(Перечень заданий)
[A] Чьи слова о том, на чем примитивный человек основывает все свои знания, приводятся во фрагменте о предрассудках и суевериях?
[B] Подхватите фрагмент о предрассудках и суевериях и продолжите его после последнего предложения.

(Фрагмент текста)
'''

Мы не должны забывать, что в так называемые предрассудки люди безраздельно верили – для них это были явления бесспорные. «Все, что примитивный человек знает, — подчеркивал Л. Я. Штернберг, — он считает основанным на фактах дейстительных или хотя и воображаемых, но таких, которые он считает фактами, — словом, все-таки на фактах»
Наконец, хотелось бы заметить по поводу предрассудков и суеверий они связаны не только с религиозным сознанием, их или подобных им явлений много и в светской жизни, и в наш просвещенный век. То, что вчера казалось бесспорной истиной, завтра может оказаться глубочайшим заблуждением, а питавшие такие ложные представления аргументы – предрассудками.
Итак, предрассудок и суеверие – это, на наш взгляд, неизбежные ответвления от верного пути развития сознания, духовной культуры. Но познание никогда не продвигается по безупречно прямой восходящей линии. Оно неизбежно засоряется ложным знанием, но оно же от него и избавляется по мере накопления и осмысления новых данных. И уж конечно, мы должны более терпимо относиться к представлениям стадиальных предтеч.

'''

(Предоставленные материалы)
'''

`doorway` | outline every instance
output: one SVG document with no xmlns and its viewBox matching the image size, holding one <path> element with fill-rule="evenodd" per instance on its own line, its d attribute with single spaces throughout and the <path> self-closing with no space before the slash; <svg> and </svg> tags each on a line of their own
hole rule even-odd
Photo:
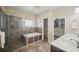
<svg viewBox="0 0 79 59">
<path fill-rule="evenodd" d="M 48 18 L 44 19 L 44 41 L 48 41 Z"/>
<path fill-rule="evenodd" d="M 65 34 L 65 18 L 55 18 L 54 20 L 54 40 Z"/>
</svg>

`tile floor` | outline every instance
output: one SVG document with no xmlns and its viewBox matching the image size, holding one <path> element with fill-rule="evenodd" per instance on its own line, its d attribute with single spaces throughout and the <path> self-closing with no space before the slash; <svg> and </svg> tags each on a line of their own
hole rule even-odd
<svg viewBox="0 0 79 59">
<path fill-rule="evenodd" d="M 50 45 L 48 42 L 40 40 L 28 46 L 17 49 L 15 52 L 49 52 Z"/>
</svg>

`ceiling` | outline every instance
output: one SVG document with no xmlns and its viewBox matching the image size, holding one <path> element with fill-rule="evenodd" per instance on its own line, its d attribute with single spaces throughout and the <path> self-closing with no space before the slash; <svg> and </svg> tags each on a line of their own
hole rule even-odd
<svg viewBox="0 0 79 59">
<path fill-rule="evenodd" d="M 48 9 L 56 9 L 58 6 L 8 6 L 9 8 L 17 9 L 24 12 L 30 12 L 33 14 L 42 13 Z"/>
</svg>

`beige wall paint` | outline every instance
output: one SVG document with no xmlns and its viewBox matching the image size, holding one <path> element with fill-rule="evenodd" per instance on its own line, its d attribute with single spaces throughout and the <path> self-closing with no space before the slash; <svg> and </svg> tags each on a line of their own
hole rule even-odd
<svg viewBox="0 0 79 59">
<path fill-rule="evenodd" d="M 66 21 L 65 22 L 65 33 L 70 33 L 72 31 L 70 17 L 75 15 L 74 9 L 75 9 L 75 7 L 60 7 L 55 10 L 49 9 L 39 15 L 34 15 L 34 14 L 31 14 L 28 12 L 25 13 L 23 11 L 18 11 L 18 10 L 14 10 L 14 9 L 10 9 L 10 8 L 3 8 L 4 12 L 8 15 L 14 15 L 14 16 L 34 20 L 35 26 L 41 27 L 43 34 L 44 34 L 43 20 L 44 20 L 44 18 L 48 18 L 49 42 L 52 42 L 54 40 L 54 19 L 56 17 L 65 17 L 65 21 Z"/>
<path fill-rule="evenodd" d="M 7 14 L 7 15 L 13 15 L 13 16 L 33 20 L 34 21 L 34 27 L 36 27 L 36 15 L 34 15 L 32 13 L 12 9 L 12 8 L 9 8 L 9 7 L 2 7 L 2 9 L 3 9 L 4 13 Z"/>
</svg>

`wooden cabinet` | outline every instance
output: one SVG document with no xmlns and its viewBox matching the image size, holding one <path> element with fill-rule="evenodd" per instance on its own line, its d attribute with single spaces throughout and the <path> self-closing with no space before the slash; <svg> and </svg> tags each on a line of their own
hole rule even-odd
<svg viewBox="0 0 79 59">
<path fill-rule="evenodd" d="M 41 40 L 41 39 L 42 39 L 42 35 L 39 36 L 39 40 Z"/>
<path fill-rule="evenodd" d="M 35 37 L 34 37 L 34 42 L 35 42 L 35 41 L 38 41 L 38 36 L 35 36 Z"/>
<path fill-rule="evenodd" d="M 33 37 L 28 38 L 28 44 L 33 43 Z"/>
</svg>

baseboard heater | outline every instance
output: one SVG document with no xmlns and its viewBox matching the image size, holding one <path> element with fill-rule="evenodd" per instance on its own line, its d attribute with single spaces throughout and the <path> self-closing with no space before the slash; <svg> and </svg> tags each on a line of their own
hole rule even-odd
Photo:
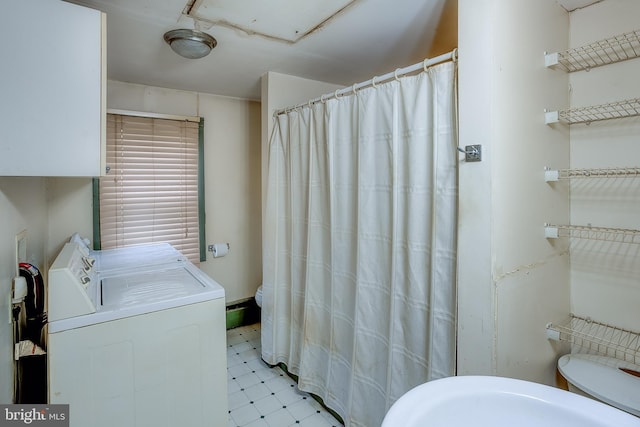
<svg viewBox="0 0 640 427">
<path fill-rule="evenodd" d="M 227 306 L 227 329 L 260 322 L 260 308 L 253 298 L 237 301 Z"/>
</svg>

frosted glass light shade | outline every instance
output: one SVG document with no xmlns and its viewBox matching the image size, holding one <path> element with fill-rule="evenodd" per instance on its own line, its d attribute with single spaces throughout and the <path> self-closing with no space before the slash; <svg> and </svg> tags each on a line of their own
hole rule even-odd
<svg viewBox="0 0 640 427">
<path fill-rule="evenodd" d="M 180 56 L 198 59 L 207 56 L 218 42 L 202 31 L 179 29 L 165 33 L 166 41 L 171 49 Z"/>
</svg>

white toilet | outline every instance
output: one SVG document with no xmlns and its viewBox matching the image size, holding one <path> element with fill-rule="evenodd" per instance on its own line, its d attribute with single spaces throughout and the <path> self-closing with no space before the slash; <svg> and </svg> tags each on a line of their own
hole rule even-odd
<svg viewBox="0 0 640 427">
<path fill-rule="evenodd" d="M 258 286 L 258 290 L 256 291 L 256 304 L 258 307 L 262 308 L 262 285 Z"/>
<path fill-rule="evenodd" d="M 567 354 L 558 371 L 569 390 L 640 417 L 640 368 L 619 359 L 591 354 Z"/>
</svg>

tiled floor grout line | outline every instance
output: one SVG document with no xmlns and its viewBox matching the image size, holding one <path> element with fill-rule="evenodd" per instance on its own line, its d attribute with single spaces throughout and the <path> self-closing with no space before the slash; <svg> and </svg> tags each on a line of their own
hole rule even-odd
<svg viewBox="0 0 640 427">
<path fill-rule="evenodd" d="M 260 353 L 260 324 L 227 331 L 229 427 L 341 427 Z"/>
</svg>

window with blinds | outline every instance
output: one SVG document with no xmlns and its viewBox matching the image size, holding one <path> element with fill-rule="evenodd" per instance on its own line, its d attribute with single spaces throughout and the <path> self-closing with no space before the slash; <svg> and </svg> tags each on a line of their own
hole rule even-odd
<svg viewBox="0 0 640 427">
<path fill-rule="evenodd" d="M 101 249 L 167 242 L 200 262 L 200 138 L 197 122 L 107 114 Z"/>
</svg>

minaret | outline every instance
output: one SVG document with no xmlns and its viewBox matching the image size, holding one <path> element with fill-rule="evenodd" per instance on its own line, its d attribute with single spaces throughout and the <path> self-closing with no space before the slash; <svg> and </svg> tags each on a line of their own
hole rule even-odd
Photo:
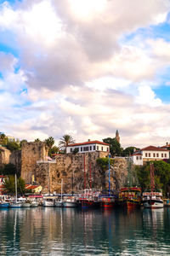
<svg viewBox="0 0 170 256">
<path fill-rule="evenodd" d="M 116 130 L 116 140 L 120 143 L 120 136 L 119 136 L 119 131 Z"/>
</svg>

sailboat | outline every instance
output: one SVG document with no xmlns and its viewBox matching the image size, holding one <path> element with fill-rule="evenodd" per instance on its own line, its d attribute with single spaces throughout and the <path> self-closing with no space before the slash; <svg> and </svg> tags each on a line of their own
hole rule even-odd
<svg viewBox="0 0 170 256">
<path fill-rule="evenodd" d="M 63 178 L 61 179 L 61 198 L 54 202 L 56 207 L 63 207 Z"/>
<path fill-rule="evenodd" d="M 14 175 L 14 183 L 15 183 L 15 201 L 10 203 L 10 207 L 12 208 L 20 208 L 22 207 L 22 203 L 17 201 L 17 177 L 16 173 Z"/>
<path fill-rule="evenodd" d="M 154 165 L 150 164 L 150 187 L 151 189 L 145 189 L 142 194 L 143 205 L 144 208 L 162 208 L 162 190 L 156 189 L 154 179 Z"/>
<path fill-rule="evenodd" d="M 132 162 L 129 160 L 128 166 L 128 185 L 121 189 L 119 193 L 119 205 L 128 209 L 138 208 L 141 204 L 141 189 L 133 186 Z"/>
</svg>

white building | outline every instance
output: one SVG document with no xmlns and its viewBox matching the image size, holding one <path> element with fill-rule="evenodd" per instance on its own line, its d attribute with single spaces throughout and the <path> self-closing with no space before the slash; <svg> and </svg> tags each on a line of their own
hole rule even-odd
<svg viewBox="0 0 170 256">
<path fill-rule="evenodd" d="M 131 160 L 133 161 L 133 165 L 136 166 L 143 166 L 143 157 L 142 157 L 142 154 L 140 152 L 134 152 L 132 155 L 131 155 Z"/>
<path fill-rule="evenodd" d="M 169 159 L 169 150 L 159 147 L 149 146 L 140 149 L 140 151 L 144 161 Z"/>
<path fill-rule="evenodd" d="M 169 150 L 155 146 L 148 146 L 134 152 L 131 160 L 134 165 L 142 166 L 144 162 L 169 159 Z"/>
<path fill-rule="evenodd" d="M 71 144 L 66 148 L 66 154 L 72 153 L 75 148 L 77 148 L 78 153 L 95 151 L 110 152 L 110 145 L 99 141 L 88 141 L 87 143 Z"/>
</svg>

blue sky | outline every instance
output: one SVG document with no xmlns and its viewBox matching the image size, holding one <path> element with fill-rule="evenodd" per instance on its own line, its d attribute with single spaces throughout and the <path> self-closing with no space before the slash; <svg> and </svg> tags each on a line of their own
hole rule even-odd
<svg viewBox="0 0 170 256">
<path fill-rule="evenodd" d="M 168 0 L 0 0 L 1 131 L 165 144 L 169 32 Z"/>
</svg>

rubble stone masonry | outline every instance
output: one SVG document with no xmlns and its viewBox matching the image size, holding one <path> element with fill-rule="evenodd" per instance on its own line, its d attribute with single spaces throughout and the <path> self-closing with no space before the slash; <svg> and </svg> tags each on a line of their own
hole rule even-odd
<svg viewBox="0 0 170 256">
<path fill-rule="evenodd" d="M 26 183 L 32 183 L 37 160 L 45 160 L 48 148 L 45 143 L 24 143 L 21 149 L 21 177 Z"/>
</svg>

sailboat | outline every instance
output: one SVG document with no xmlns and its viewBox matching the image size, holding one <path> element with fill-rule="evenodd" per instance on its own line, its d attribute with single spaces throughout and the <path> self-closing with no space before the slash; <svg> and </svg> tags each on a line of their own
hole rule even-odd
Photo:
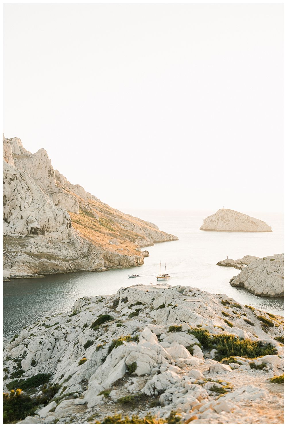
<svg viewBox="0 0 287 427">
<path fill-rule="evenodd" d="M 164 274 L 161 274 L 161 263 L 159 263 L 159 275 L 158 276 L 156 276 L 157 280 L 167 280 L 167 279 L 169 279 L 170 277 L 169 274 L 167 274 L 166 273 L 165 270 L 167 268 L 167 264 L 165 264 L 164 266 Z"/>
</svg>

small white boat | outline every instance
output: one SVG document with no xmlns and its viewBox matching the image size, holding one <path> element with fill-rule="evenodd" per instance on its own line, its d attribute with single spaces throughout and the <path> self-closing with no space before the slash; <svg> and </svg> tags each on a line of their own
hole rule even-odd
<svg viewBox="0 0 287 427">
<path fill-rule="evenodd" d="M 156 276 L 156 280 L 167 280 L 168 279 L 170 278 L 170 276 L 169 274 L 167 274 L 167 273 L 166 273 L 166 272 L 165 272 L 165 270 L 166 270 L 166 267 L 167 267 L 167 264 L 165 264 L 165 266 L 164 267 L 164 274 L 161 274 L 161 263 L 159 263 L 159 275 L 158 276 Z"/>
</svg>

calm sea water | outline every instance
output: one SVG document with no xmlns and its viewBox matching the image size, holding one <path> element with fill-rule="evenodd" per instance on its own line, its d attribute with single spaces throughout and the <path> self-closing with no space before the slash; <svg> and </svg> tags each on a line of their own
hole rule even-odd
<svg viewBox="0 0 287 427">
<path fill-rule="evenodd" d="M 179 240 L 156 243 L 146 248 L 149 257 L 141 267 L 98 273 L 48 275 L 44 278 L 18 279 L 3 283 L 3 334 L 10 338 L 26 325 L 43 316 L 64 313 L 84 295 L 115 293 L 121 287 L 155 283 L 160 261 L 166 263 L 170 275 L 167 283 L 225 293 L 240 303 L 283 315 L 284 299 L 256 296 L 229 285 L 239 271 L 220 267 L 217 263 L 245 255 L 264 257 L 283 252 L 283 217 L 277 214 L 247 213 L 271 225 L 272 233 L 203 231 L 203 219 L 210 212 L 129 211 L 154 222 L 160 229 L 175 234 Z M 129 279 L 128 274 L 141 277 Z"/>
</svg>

'''
'''

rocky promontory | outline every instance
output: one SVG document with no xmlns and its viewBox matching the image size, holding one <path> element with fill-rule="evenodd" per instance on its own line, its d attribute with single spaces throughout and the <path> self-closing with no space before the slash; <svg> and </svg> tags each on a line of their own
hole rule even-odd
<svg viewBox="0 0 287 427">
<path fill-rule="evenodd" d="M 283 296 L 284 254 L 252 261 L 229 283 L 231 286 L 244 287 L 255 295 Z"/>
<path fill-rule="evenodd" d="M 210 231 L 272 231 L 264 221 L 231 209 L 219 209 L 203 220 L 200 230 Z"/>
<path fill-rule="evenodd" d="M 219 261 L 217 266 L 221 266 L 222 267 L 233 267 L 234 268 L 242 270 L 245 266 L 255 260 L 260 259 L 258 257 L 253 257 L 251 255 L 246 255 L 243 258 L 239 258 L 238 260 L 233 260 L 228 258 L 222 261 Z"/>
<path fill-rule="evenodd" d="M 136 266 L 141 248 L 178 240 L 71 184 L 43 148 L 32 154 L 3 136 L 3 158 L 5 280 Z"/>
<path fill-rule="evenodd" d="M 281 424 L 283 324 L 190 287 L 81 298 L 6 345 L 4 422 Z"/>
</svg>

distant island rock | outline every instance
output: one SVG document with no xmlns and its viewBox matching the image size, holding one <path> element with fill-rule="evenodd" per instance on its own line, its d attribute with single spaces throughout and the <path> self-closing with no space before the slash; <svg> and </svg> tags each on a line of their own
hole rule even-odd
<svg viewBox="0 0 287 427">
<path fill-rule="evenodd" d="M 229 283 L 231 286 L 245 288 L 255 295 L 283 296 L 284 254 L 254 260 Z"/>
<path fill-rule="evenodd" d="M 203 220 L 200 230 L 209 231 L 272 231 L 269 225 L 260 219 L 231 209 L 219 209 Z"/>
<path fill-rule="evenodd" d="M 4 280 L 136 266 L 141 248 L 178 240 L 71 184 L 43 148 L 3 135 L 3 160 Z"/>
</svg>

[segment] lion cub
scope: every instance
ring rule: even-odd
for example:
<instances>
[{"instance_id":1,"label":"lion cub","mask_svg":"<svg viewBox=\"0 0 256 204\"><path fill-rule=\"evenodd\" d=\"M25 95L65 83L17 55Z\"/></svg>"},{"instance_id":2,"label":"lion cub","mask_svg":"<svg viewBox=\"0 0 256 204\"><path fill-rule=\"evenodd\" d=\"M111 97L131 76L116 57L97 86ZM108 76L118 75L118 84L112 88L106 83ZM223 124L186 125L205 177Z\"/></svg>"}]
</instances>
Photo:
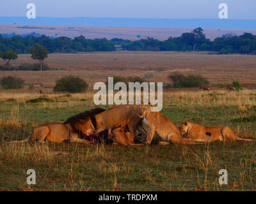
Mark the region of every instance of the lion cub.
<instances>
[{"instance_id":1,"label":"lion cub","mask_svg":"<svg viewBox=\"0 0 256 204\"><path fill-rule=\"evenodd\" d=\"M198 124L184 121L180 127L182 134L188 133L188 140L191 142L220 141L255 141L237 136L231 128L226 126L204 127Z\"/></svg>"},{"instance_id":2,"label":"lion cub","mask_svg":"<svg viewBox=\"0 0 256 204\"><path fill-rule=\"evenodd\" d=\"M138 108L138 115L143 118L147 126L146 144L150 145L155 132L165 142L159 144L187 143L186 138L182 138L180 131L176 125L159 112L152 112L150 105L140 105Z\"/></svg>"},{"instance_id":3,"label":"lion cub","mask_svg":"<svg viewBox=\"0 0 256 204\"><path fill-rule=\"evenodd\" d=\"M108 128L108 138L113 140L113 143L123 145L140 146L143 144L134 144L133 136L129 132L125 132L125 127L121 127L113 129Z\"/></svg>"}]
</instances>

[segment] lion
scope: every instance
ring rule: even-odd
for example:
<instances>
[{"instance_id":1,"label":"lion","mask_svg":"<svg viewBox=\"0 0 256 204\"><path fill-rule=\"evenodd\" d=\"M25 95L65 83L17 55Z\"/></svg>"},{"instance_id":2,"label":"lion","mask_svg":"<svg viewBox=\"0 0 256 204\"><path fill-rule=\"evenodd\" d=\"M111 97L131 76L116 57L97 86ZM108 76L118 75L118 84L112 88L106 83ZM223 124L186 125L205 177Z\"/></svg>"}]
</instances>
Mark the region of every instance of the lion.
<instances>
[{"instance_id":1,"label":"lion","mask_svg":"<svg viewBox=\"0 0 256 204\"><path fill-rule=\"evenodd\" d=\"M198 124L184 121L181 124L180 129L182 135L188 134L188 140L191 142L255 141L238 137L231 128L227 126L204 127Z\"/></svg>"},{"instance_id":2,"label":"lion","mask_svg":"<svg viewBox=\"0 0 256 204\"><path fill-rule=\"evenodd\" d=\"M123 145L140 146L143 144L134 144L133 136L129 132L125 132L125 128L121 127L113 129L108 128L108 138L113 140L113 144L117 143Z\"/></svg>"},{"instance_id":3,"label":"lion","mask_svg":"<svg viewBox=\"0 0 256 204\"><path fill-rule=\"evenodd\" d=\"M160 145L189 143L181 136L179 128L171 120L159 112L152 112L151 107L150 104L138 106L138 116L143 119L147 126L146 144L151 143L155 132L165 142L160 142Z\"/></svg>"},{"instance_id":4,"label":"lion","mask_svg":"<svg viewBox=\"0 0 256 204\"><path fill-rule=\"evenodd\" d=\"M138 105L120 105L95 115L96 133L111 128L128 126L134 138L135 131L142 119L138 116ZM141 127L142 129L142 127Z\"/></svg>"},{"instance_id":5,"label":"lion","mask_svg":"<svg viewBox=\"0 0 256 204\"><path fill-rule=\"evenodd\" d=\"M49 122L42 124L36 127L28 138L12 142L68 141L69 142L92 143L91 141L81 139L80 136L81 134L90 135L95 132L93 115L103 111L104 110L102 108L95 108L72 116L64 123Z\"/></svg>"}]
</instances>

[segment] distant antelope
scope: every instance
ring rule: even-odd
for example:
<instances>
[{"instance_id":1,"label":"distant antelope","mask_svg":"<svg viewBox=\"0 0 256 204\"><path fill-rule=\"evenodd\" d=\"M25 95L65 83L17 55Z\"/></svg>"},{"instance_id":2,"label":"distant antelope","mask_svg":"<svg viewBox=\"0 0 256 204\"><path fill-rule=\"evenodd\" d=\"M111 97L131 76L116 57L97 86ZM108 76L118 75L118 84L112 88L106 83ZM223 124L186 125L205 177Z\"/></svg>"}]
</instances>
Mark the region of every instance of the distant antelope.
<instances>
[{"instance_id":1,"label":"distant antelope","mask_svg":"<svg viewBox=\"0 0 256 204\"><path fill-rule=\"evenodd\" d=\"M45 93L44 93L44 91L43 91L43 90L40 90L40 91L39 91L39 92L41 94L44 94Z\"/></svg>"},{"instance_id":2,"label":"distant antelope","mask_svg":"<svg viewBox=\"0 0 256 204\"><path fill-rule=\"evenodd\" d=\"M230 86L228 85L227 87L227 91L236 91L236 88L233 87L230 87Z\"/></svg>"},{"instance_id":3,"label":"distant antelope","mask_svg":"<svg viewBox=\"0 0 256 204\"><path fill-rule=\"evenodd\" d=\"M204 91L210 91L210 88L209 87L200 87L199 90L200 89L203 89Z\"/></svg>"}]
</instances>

'''

(Ответы по заданиям)
[A] Слова Л. Я. Штернберга.

[B]
Космология айнов, дуализм их мировоззрения, разделение мира на познанный и еще не познанный, население природы добрыми и злыми духами – все это было отражением в традиционном общественном сознании эмпирически усвоенной диалектики природы. И стоит заметить, что человек в соответствии с известной поговоркой «На бога надейся, а сам не плошай» никогда, видимо, не уповал полностью только на сверхъестественную помощь. В этом отношении он всегда выступал стихийным материал истом, полагаясь прежде всего на свои силы и знания, досконально изучая природу, постигая ее закономерности и оттачивая мастерство взаимодействия с нею. Вместе с тем он еще не мог теоретически верно, с научных позиций объяснять и обобщать полученную информацию о сложных природных и социальных процессах, участником которых был. Но в сущности для той ступени развития общественного бытия и общественного сознания конструирование религиозных космологических схем и было своего рода теоретическим (донаучным) обобщением известной картины мира.
Bот почему традиционная культура айнов предстает при тщательном рассмотрении не хаосом бессмысленных предрассудков и конгломератом наивных или невежественных представлений, а органичным сплавом подлинного и иллюзорного, рационального и иррационального. Это была стадиально закономерная ступень длинной, извилистой и крутой лестницы общественно-исторического развития.